-- WHAT THE TASK ASKS --
From the line with "Q: Locate the dark grey" through the final line, please write out the listing exactly, including both of those lines.

Excerpts of location labeling data:
....................

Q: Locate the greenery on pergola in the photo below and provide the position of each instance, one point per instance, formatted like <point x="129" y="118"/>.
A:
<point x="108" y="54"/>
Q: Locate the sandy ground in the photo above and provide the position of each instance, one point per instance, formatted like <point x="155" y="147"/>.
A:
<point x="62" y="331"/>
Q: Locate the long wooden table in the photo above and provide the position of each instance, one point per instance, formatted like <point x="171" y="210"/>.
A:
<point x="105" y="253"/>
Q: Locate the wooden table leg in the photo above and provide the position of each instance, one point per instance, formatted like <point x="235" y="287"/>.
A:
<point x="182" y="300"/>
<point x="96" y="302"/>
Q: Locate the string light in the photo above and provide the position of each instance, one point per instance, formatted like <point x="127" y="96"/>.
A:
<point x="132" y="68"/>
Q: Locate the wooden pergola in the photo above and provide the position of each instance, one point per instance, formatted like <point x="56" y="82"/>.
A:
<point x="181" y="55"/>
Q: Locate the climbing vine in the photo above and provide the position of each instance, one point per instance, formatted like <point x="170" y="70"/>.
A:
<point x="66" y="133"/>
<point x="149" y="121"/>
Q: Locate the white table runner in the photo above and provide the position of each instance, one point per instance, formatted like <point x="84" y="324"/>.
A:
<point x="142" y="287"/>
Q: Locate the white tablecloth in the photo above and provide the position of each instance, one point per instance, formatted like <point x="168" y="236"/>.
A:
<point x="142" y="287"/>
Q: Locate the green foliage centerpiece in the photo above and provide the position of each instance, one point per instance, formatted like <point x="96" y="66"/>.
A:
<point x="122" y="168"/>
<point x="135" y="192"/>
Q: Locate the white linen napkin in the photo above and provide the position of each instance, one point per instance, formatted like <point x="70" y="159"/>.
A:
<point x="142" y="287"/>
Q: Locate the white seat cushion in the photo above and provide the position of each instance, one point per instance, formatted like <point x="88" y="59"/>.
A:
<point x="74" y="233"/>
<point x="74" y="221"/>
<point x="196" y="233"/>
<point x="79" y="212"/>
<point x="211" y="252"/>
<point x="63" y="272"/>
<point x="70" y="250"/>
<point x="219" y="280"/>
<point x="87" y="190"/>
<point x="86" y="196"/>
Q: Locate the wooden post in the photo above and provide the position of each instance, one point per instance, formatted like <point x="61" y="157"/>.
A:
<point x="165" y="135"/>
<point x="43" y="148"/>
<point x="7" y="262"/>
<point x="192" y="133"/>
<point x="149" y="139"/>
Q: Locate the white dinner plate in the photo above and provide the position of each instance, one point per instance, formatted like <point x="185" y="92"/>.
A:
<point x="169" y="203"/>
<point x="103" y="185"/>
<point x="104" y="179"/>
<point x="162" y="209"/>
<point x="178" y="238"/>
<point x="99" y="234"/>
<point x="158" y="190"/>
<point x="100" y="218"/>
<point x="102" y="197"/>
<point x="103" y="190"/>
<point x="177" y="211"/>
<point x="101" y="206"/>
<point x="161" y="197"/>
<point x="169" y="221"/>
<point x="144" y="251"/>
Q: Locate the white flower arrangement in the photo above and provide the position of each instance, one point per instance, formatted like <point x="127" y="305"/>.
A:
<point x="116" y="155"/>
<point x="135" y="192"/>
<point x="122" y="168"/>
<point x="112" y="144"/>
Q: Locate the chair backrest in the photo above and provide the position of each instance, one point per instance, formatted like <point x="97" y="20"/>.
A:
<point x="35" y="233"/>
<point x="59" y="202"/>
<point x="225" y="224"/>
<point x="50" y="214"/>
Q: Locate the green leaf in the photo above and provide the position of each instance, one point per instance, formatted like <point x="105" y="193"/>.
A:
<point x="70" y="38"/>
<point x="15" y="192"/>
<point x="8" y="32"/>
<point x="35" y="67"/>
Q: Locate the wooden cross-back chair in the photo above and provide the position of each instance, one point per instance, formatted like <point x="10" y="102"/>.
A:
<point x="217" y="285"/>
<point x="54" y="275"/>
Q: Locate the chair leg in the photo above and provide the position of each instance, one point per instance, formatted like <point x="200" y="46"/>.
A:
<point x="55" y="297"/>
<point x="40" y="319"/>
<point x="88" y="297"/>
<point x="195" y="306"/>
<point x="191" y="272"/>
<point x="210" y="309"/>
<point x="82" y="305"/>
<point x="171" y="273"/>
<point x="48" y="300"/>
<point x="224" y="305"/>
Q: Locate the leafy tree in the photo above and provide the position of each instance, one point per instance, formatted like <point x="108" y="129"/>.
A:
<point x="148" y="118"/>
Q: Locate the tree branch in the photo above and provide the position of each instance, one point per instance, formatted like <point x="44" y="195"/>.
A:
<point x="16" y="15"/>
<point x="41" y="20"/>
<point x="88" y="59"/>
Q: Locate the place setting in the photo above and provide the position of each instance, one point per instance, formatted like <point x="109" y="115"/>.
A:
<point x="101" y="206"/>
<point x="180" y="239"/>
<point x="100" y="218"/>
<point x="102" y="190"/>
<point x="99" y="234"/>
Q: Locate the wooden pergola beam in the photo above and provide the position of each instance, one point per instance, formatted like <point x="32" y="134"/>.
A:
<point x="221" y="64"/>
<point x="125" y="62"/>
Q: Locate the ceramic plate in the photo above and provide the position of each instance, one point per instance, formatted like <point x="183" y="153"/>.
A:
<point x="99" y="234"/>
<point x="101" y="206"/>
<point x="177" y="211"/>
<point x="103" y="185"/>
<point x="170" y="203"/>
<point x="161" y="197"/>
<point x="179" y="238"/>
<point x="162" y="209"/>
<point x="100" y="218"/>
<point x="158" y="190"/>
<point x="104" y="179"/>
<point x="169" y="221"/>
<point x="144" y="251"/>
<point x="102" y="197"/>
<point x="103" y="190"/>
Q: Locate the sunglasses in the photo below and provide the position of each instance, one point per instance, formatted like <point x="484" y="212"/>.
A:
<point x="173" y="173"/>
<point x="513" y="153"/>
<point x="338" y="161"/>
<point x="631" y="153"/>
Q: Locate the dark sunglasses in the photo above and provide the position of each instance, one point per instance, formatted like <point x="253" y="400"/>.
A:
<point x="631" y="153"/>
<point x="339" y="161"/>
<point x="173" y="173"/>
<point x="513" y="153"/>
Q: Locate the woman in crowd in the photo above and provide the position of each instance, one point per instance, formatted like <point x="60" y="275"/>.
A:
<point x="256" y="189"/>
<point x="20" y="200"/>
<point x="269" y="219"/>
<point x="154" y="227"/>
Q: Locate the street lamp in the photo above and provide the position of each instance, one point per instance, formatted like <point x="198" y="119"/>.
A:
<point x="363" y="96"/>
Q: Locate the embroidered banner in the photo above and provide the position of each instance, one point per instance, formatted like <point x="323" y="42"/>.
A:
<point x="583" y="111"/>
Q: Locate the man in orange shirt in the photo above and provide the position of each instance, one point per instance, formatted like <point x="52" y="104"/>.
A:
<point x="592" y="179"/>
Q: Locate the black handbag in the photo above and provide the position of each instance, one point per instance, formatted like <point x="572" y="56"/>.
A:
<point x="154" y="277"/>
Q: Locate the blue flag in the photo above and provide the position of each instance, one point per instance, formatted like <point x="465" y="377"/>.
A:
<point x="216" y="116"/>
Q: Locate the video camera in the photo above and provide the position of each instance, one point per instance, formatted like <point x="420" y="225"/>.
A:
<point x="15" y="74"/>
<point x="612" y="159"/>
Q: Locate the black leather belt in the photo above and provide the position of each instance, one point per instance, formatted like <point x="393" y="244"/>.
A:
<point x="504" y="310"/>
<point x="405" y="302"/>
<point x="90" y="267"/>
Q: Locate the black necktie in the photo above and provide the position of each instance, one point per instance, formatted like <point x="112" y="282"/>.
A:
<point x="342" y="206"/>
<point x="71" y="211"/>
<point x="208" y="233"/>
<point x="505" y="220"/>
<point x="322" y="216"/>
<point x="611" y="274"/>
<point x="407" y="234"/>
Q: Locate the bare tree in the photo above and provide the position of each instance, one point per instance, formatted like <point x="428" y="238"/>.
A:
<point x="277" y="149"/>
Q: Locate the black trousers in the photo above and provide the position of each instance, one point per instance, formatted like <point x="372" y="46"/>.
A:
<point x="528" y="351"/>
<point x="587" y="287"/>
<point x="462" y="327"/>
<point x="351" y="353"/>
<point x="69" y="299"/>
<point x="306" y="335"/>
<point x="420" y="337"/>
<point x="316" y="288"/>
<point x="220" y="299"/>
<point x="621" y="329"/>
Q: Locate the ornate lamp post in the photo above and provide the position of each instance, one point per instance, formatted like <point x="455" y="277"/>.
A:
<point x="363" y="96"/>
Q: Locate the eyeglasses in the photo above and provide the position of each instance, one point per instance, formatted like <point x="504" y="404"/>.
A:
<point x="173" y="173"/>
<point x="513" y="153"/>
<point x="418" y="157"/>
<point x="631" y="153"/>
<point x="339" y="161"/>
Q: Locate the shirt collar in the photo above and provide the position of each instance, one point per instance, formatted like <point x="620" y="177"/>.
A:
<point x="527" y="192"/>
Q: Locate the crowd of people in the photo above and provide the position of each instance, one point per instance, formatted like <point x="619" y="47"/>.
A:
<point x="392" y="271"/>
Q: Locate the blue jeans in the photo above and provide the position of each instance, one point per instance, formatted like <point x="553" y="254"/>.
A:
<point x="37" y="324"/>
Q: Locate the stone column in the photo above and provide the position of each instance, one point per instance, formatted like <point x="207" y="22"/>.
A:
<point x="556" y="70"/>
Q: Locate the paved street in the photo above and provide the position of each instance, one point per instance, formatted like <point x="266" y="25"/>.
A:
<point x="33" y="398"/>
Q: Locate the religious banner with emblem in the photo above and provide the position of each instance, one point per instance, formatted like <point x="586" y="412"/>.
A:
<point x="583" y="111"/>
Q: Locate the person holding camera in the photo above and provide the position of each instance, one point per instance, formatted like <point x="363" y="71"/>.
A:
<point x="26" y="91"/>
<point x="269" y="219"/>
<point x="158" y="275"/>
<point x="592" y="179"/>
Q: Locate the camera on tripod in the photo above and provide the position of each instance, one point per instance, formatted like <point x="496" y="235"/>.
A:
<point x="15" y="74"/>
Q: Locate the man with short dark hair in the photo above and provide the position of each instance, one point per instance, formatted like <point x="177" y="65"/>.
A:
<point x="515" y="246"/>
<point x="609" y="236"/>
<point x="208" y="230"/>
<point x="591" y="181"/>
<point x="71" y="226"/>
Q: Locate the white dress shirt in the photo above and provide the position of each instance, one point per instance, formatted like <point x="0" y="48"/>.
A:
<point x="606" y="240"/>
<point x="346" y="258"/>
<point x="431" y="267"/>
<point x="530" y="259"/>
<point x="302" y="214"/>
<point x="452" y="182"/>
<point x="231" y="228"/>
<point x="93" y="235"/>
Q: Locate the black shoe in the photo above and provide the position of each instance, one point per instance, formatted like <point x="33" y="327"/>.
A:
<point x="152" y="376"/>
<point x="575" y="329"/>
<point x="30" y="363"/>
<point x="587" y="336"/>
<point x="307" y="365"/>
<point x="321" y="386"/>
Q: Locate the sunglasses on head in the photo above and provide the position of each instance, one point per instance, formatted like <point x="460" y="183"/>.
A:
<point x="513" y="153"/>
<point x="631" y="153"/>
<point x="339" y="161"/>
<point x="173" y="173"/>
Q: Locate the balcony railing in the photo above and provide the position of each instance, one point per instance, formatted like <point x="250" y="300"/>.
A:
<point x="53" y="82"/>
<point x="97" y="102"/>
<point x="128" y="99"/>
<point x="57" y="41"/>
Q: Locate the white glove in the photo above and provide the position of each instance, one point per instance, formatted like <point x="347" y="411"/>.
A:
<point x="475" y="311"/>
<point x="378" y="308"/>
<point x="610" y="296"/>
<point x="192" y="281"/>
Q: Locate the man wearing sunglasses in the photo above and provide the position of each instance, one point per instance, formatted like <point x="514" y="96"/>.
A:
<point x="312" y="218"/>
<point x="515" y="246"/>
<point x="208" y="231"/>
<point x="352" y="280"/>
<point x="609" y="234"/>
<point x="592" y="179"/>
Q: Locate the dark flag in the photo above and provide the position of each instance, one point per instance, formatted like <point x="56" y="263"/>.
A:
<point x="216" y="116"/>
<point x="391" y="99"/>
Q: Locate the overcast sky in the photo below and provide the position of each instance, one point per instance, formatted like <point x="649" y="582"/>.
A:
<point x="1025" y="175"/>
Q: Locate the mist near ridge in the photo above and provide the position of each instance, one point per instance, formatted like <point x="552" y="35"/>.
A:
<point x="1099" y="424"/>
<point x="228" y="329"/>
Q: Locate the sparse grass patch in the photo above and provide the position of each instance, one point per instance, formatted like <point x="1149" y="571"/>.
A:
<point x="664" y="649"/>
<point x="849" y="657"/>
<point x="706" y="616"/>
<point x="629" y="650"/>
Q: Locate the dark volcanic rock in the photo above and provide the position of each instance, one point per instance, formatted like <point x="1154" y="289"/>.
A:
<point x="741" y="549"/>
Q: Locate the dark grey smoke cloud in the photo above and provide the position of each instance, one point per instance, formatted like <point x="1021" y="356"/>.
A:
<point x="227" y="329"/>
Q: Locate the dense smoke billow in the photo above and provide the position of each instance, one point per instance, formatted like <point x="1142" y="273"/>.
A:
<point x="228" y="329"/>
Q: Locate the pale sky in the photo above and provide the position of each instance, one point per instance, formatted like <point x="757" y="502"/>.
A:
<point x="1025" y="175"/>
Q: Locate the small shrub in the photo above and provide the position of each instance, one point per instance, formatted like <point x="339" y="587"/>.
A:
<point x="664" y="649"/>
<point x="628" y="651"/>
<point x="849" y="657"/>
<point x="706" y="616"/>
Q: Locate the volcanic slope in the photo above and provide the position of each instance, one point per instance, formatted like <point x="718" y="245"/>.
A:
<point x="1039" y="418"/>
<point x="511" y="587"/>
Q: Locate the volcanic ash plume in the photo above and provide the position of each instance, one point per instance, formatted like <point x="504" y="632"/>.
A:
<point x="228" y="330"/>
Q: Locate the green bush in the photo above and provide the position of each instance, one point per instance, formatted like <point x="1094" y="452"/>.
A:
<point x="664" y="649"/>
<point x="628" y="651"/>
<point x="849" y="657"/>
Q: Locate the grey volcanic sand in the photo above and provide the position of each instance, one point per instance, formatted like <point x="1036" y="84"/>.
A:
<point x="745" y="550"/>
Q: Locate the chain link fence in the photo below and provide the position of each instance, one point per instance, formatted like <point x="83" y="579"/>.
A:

....................

-- ANSWER TO THIS PROBLEM --
Q: Locate the dark grey smoke cloud in the photo above and provide the position of each instance, one point per instance, formatted like <point x="1021" y="356"/>.
A:
<point x="227" y="329"/>
Q: Locate the dense smoke billow in the photo above and provide the position of each instance, one point per instance, formatted like <point x="1142" y="273"/>.
A:
<point x="228" y="329"/>
Q: Locate the pale sky in the photo above and provide the position of each instance, one point per instance, formatted like <point x="757" y="502"/>.
A:
<point x="1025" y="175"/>
Q: Locate the small shrub in the photo above and provide the position of each instance, one point per instance, formatted like <point x="339" y="587"/>.
A:
<point x="664" y="649"/>
<point x="628" y="651"/>
<point x="849" y="657"/>
<point x="706" y="616"/>
Q: Locate the volcanic slope in the photo above and provide the position of each instance, one point per instance, formatted like <point x="718" y="245"/>.
A:
<point x="1039" y="418"/>
<point x="511" y="587"/>
Q: Locate the volcanic ash plume in the photo above and provide the position of each instance, one point per instance, formatted like <point x="504" y="632"/>.
A:
<point x="228" y="330"/>
Q: Locate the green bush in the photo above and provide the position of each instance, one point per instance, formatted like <point x="1094" y="452"/>.
A:
<point x="664" y="649"/>
<point x="628" y="651"/>
<point x="849" y="657"/>
Q: Locate the grey volcanic sand in the photo above and provide the position of each instance, one point per instance, formatted like <point x="1036" y="84"/>.
A:
<point x="745" y="550"/>
Q: Locate the chain link fence in the photo below and provide the position of each instance, one point per instance, formatted like <point x="83" y="579"/>.
A:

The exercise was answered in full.